━━━━━ Passage to read

Source: Strategas, September 13, 2022

After three hikes beginning in March 2022 of 25 bps, 50 bps and 75 bps through June, the third quarter began on a happy note as bond yields moderated and stocks began a six week rally reflecting the view that inflation had peaked.  Though Powell declared in May that policy moves could result in a “softish landing” for the U.S. economy (another reason for market optimism) by August’s 2022 Jackson Hole meeting the Chairman’s short speech suggested monetary policy would cause consumers and businesses “pain”.

Still, we believe inflation peaked in June of 2022. Indeed, this is supported by the data. Leading Economic Indicators are a perfect recession prediction and are signaling just that. The yield curve is deeply inverted and has been so for months.  Recently the inflation breakeven curve un-inverted joined by plummeting freight costs, declining PMIs, soft new orders and lower prices paid all the while inventories are piling up (check out Nike’s recent earnings report).  Delivery times have improved, housing is rolling over and M2 growth is almost flat after years of 20+% growth.  This suggests (if history is any guide) that inflation has peaked.  Add to that consumer surveys show inflation expectations remain grounded—a good sign for moderating inflation.  (Though we think sticky inflation will remain above the Fed’s 2% target for some time.)

Source: CSM Piper Sandler, September 23, 2022

Powell’s first bear market occurred in 2018 after a number of rate hikes and hawkish comments by the chairman in early October.  By 2019 the Fed was easing and stocks rallied 31.5% for the year despite mid-single digit earnings growth on expectations that lower interest rates would spark economic growth.

The policy error has occurred.  The market is terrified the Fed will go too far.  For now, all we can do is wait and watch the potential wreck that can come when the driver is focused on the rearview. 

What can there possibly be to be optimistic about?

━━━━━━━━━━
━━━━━ Source information

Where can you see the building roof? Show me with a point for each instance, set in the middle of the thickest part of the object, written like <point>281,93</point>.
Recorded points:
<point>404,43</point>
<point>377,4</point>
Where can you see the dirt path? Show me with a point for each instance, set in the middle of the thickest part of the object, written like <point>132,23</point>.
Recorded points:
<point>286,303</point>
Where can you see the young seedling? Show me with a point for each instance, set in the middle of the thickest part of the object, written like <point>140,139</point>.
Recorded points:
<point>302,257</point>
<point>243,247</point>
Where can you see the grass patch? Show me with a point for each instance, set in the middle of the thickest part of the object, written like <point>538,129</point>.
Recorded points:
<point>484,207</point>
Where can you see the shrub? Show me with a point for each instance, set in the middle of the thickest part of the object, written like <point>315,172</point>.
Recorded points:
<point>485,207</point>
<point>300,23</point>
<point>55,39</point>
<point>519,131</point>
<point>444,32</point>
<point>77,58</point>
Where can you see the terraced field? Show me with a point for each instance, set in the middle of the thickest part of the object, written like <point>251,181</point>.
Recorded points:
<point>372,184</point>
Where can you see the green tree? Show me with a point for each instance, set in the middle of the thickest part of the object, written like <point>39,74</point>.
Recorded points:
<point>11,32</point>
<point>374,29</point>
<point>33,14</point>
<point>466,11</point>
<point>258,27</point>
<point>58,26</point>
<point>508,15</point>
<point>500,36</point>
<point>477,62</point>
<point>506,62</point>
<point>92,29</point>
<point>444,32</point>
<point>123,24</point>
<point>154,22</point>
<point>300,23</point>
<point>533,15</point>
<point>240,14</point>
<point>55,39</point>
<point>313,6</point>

━━━━━━━━━━
━━━━━ Source information

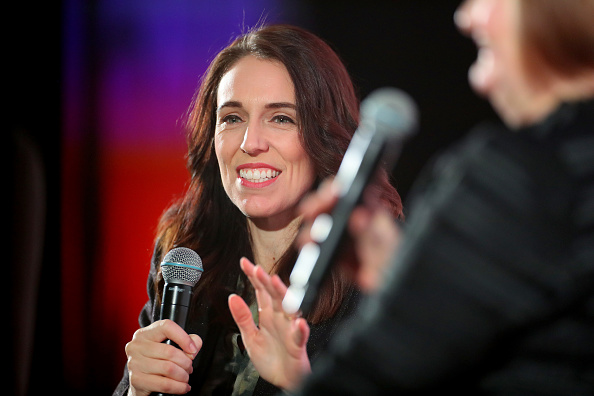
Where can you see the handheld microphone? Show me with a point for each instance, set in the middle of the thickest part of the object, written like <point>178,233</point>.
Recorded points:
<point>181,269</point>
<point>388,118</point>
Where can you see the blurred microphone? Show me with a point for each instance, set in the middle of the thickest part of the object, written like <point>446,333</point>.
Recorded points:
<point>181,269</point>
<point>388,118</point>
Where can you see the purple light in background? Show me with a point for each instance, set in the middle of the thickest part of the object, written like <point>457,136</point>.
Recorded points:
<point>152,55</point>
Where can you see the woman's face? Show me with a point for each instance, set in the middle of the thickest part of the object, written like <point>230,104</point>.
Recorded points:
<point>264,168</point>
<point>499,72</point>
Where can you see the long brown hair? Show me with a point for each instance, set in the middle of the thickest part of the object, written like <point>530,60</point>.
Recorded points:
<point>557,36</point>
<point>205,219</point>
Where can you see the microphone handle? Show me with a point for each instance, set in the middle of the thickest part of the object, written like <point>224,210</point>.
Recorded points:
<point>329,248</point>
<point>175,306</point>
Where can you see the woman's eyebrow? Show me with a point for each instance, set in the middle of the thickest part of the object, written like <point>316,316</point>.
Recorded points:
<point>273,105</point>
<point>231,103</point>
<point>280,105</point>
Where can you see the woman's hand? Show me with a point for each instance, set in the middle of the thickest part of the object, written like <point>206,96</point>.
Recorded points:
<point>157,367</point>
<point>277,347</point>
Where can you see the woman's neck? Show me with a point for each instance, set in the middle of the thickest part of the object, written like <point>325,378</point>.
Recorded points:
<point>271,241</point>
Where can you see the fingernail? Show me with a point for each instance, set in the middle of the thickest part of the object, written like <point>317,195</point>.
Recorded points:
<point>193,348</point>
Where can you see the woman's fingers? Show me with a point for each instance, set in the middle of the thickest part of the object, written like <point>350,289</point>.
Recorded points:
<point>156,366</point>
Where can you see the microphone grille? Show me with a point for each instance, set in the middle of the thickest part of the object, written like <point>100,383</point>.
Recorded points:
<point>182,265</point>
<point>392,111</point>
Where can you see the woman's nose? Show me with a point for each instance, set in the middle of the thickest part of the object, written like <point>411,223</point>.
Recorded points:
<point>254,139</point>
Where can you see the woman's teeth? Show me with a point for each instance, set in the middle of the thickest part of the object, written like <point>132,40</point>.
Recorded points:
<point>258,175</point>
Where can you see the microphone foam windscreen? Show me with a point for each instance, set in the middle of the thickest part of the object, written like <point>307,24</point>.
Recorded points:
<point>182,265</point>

━━━━━━━━━━

List of tasks ▸
a: Please give the percentage by which stocks rallied in 2019, according to the commentary on Fed rate hikes.
b: Carry on writing the commentary on Fed rate hikes from its final line.
You won't need the data.

Answers ▸
a: 31.5%

b:
Tech capex spending for one. Chief Information Officers recently surveyed showed that spending priorities are software and cyber security.  78% have increased their budget in 2022 and  86% have increased spending on software (only 27% of total budgets, with room to grow).  The number one spending priority for CIO’s is security.  And the biggest beneficiary of tech capex spend?  Microsoft.  The company ranked among the highest for spending in 2022, but importantly it ranked the highest for spending through 2025.  We stand by the cloud and security companies in our 12 Best Ideas portfolio:  MSFT, AMZN and PANW.  We are using weakness to add to these names for the next three- to five-years, among others.  The secular trends in technology spending will not only improve productivity but serve as a source of labor in a tight labor market.  Spending on robotics (which is captured in old economy capex, thereby understating the spend on tech capex) in the second quarter totaled $585M, representing 25% more units year over year.

Source: CSM Piper Sandler, September 26, 2022

A different kind of recession.

This not a typical recession driven by housing or weak financial institutions.  Rather, this recession is being engineered by the Fed.  We have two observations.  First, if you look at the Fed’s own projections it would seem the Fed still expects a soft landing.  That might explain why the committee members continue to pound the hawkish war drum. 

We are suspicious of this forecast because we expect the economy to go into recession if we are not already there.  Regardless, financial conditions have tightened considerably (coincident with previous recessions) which is certainly one of the Fed’s goals.  The chart below from our friends at Alpine Macro illustrates this.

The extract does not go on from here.